Required tasks |
**A)** Reproduce word for word the passage of the troubleshooting page starting at "Skip to main" and ending at "frontend is inaccessible.".
**B)** Decide whether each statement agrees with the troubleshooting page, answering yes or no and quoting the deciding words: (i) The UI pod status is checked in the prod namespace. (ii) The aiservice pod handles fewshot save operations. (iii) The describe output should be checked for the Exit Code field.
**C)** Continue the troubleshooting page from its last sentence.

Skip to main content

Internal Troubleshooting Documentation

Note: Use the quick links on the left panel to jump directly to an issue.


UI Not Available

Users are unable to access the website/UI interface. Application frontend is inaccessible.

Error screen

Analysis

The UI pod has crashed or been scaled down in the Kubernetes deployment, causing the front-end service to become unavailable.

Mitigation

Check pod status in the dev namespace:

kubectl -n dev get pods

Verify if ui pod is in the list and its status.

If pod is down or missing, check for detailed status using:

kubectl describe pod ui

In the output, look for Last State, Reason, Exit Code, Started, and Finished fields.

Check the logs to understand the issue:

kubectl logs -f ui

Once issue is identified, take necessary steps.

Verify pod recovery:

kubectl -n dev get pods

Unable to Save Fewshots in Chat AI

Users cannot save fewshots in the Chat AI interface. Save operation fails or does not persist.

Fewshot save error

Analysis

The aiservice pod responsible for handling fewshot save operations has crashed or been scaled down, preventing backend API calls from processing successfully.

Mitigation

Check pod status in the dev namespace:

kubectl -n dev get pods

Verify if aiservice pod is in the list and its status.

If pod is down or missing, check for detailed status using:

kubectl describe pod aiservice

In the output, look for Last State, Reason, Exit Code, Started, and Finished fields.

Check the logs to understand the issue:

kubectl logs -f aiservice

Once issue is identified, take necessary steps.

Verify pod recovery:

kubectl -n dev get pods

Unable to Access Application

Complete website inaccessibility. No pages load and users cannot reach the application.

Supplied material |
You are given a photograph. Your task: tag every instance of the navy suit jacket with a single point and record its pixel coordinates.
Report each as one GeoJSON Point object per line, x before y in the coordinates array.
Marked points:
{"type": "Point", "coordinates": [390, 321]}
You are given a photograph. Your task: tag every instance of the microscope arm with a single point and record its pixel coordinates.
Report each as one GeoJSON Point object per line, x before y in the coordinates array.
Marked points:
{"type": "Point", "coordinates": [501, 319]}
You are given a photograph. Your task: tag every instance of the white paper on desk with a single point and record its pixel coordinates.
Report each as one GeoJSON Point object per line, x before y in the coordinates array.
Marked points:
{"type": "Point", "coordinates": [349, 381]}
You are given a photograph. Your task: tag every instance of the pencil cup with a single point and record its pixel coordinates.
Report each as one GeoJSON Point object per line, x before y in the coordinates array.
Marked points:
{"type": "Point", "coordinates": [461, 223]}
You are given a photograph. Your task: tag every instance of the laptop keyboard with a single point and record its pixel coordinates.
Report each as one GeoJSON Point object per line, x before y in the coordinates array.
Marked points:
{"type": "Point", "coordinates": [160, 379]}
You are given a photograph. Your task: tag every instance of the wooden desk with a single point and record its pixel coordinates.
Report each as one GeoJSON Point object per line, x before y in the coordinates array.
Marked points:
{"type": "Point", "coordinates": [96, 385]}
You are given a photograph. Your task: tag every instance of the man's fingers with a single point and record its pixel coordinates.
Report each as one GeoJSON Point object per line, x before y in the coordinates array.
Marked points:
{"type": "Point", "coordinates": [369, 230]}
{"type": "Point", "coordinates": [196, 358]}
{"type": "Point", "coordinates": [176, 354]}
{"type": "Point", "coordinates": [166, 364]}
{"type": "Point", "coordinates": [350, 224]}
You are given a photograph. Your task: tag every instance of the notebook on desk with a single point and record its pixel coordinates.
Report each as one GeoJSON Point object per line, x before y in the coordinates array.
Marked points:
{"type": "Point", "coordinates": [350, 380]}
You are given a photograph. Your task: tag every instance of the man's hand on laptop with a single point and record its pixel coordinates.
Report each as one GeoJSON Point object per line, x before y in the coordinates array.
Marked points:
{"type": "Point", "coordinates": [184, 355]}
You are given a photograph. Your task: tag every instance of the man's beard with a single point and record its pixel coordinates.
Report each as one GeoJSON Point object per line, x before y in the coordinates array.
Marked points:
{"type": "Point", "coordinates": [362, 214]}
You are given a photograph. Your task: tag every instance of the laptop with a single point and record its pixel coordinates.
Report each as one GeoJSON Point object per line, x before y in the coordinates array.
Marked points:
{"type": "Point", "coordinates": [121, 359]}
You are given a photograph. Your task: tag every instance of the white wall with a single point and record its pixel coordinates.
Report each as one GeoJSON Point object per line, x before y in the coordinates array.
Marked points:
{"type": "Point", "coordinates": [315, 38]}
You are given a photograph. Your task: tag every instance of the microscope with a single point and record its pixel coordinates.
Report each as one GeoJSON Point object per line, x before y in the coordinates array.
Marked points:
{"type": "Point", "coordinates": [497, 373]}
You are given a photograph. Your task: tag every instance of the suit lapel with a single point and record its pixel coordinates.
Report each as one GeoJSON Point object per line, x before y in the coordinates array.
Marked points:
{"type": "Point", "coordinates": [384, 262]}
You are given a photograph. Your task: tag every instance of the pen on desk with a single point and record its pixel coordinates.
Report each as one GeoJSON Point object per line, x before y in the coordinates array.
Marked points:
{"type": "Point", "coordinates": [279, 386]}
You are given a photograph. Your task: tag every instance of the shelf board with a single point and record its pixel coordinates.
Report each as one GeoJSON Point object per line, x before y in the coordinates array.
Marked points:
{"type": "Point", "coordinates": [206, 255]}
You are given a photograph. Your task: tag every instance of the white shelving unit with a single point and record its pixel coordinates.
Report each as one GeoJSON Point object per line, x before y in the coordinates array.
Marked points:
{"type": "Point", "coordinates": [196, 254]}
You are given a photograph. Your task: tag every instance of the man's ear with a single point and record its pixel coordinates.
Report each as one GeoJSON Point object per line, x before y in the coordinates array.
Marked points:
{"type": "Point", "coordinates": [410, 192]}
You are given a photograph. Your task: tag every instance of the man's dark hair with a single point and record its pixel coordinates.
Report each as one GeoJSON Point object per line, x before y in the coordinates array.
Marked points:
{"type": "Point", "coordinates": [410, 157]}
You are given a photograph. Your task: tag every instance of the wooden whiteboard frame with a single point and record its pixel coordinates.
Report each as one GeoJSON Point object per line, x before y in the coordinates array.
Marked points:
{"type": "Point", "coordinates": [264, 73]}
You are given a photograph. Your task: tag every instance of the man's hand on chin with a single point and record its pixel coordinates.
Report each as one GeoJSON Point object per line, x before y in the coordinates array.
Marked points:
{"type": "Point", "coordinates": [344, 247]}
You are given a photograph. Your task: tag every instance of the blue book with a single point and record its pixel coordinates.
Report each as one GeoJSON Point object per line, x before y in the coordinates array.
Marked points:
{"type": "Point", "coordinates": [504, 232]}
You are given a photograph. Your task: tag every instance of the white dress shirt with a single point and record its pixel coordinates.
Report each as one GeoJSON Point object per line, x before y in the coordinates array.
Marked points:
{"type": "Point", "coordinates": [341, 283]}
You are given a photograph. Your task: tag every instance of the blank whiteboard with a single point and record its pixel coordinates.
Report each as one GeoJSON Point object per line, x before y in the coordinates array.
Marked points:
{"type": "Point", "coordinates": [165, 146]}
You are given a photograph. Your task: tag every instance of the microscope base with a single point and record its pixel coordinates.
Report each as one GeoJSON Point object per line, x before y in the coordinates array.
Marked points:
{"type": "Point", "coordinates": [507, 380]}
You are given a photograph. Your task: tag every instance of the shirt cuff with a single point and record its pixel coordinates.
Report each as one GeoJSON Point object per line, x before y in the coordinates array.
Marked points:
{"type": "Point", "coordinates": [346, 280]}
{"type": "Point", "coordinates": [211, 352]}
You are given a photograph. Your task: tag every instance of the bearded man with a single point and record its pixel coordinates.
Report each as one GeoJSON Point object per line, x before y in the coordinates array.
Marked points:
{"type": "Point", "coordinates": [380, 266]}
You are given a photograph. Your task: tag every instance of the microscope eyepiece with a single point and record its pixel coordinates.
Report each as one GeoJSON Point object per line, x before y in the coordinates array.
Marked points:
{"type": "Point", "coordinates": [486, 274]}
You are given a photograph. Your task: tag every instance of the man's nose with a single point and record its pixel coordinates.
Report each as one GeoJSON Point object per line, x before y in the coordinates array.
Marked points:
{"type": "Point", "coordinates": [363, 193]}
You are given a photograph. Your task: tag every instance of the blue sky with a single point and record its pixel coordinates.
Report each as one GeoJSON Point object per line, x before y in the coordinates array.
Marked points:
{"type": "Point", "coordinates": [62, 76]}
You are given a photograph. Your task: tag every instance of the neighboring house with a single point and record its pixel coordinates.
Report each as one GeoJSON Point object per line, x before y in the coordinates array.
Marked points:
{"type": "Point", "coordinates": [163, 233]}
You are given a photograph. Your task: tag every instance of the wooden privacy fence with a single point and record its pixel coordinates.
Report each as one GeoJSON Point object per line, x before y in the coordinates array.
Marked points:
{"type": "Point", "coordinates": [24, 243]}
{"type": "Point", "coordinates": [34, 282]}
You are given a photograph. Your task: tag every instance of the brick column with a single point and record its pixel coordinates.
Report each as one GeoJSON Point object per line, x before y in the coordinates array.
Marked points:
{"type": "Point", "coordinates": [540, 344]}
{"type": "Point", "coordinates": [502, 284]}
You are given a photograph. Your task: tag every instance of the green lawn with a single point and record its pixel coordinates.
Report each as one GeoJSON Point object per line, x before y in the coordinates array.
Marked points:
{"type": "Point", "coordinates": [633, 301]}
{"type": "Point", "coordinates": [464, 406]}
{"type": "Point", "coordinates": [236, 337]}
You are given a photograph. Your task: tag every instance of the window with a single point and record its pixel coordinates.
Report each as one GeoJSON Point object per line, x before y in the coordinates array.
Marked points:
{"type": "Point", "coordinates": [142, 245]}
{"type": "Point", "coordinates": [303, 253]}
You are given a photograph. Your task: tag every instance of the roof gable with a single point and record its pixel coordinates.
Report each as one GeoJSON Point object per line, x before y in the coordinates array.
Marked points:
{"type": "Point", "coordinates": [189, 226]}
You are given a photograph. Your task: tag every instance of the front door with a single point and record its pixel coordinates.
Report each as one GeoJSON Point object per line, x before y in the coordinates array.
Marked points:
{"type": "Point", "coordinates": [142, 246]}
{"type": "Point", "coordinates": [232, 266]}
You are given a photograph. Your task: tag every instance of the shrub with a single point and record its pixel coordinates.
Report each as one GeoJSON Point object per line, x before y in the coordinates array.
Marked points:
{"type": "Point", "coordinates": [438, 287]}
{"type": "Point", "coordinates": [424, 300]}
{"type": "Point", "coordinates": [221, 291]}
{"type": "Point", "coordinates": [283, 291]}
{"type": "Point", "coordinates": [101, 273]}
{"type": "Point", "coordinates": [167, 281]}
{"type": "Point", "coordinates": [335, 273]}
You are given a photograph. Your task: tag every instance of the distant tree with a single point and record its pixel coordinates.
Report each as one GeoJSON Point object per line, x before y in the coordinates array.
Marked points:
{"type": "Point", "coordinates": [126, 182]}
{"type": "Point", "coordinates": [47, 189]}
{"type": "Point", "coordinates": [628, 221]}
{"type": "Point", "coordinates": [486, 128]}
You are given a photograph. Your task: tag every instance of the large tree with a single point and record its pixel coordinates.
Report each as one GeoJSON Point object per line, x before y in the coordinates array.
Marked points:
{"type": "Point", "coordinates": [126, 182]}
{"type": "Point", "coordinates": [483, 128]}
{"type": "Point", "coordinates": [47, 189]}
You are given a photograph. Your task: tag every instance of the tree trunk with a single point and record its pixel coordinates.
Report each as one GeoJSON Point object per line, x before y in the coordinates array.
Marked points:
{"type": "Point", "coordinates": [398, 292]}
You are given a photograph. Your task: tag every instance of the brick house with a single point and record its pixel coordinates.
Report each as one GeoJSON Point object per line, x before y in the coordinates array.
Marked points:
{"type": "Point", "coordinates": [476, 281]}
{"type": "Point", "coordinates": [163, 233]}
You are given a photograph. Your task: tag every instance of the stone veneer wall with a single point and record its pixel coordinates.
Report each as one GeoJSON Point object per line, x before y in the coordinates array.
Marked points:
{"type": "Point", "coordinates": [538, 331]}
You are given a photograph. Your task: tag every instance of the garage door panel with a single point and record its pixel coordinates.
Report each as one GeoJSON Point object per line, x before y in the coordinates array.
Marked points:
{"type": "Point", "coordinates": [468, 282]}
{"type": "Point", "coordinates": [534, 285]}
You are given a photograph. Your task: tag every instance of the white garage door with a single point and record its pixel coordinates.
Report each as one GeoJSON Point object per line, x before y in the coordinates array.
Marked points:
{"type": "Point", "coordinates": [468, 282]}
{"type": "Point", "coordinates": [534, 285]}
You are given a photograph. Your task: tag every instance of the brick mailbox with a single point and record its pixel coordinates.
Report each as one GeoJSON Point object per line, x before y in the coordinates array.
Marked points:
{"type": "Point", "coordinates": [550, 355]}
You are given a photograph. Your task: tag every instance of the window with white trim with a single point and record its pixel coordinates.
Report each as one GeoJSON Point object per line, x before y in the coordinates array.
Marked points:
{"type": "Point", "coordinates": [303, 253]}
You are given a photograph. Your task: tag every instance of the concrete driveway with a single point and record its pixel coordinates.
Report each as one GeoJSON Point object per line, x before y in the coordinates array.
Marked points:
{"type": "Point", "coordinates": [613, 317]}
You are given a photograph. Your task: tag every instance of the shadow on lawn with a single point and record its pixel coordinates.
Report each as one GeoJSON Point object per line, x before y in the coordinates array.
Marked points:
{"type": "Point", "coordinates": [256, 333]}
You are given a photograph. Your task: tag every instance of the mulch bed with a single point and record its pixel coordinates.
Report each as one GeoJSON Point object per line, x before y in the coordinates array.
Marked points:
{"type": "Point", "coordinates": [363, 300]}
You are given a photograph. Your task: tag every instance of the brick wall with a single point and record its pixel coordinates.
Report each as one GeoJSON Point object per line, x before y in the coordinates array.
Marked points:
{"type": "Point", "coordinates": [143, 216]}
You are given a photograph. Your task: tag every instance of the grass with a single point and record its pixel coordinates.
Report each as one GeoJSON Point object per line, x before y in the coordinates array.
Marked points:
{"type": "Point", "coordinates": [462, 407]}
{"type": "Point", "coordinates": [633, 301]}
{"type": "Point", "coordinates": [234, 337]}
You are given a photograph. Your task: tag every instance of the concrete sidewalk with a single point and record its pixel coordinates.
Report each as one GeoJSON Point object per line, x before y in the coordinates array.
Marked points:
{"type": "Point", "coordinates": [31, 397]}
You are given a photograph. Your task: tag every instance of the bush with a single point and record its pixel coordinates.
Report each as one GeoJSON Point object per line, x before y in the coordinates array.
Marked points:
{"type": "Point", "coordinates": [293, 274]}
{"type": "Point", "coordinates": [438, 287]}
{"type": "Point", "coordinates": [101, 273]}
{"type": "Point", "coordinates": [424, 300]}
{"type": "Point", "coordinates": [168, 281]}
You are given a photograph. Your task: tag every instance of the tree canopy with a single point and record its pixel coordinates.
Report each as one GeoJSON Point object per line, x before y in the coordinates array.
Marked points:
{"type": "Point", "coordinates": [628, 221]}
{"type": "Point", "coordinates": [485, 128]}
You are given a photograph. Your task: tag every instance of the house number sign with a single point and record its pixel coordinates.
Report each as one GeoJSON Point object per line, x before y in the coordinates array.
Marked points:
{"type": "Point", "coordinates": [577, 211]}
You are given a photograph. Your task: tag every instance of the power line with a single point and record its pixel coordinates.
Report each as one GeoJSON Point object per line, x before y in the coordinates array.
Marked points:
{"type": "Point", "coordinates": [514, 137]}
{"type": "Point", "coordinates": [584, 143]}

Answers |
**A)**
Skip to main content

Internal Troubleshooting Documentation

Note: Use the quick links on the left panel to jump directly to an issue.


UI Not Available

Users are unable to access the website/UI interface. Application frontend is inaccessible.

**B)**
(i) No: "Check pod status in the dev namespace:"
(ii) Yes: "The aiservice pod responsible for handling fewshot save operations has crashed or been scaled down"
(iii) Yes: "In the output, look for Last State, Reason, Exit Code, Started, and Finished fields."

**C)**
Inaccessible website

Analysis

The dev-gateway pod (ingress/API gateway) has crashed or been scaled down, blocking all incoming traffic to the application services.

Mitigation

Check pod status in the dev namespace:

kubectl -n dev get pods

Verify if dev-gateway pod is in the list and its status.

If pod is down or missing, check for detailed status using:

kubectl describe pod dev-gateway

In the output, look for Last State, Reason, Exit Code, Started, and Finished fields.

Check the logs to understand the issue:

kubectl logs -f dev-gateway

Once issue is identified, take necessary steps.

Verify pod recovery:

kubectl -n dev get pods

Unable to Create Data Products & Chat AI Query Stuck on Loading

Data product creation fails. In Chat AI, queries are generated when questions are asked, but the interface remains stuck on loading without returning results.

Chat AI loading

Analysis

The jobhandler pod responsible for asynchronous job processing and query execution has crashed or been scaled down, preventing background tasks and query results from being processed and returned.

Mitigation

Check pod status in the dev namespace:

kubectl -n dev get pods

Verify if jobhandler pod is in the list and its status.

If pod is down or missing, check for detailed status using:

kubectl describe pod jobhandler

In the output, look for Last State, Reason, Exit Code, Started, and Finished fields.

Check the logs to understand the issue:

kubectl logs -f jobhandler

Once issue is identified, take necessary steps.

Verify pod recovery:

kubectl -n dev get pods

Chat AI Stuck in Thinking State

Chat AI shows "thinking" status indefinitely and fails to respond to user questions. No response is generated.

Chat AI thinking

Analysis

The mcp-client pod responsible for handling AI model communication and response generation has crashed or been scaled down, causing the chat interface to hang without completing the inference request.

Mitigation

Check pod status in the dev namespace:

kubectl -n dev get pods

Verify if mcp-client pod is in the list and its status.

If pod is down or missing, check for detailed status using:

kubectl describe pod mcp-client

In the output, look for Last State, Reason, Exit Code, Started, and Finished fields.

Check the logs to understand the issue:

kubectl logs -f mcp-client

Once issue is identified, take necessary steps.

Verify pod recovery:

kubectl -n dev get pods

Chat AI Returns "Unexpected Error Occurred"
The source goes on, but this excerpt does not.